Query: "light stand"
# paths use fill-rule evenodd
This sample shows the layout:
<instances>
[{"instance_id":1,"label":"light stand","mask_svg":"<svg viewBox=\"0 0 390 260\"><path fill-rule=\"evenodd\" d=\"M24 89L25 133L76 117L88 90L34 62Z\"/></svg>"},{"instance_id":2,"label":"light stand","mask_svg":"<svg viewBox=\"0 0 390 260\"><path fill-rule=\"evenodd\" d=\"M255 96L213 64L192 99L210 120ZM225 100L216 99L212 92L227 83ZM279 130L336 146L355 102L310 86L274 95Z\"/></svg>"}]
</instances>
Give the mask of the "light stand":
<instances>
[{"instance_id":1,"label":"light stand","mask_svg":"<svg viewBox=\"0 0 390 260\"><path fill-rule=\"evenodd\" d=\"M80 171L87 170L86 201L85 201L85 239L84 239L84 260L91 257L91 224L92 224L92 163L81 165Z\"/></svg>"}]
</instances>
==
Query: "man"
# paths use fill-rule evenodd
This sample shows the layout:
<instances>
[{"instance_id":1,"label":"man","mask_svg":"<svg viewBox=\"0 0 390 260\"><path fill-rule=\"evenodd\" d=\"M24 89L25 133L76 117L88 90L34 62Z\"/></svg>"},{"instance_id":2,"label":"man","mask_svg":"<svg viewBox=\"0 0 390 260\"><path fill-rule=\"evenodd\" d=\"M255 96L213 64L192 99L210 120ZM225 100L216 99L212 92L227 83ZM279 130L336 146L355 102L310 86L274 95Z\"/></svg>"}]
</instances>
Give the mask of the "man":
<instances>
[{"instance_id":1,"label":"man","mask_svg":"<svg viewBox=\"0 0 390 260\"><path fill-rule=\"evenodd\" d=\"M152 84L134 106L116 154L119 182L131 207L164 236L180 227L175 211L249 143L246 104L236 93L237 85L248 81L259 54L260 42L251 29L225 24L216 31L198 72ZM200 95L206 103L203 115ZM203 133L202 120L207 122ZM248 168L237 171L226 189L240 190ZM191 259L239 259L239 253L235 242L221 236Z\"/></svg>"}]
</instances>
* * *
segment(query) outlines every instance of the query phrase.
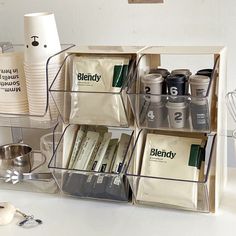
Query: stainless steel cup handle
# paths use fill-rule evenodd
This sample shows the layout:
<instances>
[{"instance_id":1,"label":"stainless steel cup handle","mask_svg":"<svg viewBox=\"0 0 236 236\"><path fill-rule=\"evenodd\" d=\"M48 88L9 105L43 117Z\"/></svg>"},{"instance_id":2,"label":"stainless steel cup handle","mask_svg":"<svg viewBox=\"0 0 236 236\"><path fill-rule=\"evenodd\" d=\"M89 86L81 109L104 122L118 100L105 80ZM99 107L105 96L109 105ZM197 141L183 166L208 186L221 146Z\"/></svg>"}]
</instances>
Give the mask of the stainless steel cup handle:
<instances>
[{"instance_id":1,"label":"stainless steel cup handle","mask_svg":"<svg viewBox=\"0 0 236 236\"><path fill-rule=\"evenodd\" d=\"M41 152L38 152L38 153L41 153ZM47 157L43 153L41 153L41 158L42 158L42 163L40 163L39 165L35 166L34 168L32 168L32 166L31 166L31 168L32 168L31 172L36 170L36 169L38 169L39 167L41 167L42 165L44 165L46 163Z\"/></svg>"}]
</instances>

§ Aim of the exercise:
Pick out each line in the material that contains the word "stand", and copy those lines out.

§ Completed exercise:
Query: "light stand"
[{"instance_id":1,"label":"light stand","mask_svg":"<svg viewBox=\"0 0 390 260\"><path fill-rule=\"evenodd\" d=\"M24 89L25 133L76 117L88 90L34 62Z\"/></svg>"},{"instance_id":2,"label":"light stand","mask_svg":"<svg viewBox=\"0 0 390 260\"><path fill-rule=\"evenodd\" d=\"M255 96L213 64L192 99L210 120ZM225 100L216 99L212 92L227 83ZM279 130L336 146L355 102L310 86L274 95Z\"/></svg>"}]
Give the mask of the "light stand":
[{"instance_id":1,"label":"light stand","mask_svg":"<svg viewBox=\"0 0 390 260\"><path fill-rule=\"evenodd\" d=\"M80 171L87 170L86 201L85 201L85 239L84 239L84 260L91 257L91 224L92 224L92 163L81 165Z\"/></svg>"}]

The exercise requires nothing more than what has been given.